─── Entries shown

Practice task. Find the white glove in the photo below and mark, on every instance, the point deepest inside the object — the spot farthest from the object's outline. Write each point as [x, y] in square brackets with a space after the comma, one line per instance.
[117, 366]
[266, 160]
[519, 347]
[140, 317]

──────

*Stated goal:*
Reproduce every line of the material above, requests included, and scale each x and y coordinate in the answers by 0.6, rounding to whole numbers with halves rounded up.

*Exercise answer:*
Practice task. Find the white glove in the photo below and mark, on every instance, the point deepest inside the object — the spot farthest from the object's outline. Write each point as [x, y] in square brackets with a space after the comma, one line per instance.
[70, 220]
[160, 96]
[311, 208]
[84, 190]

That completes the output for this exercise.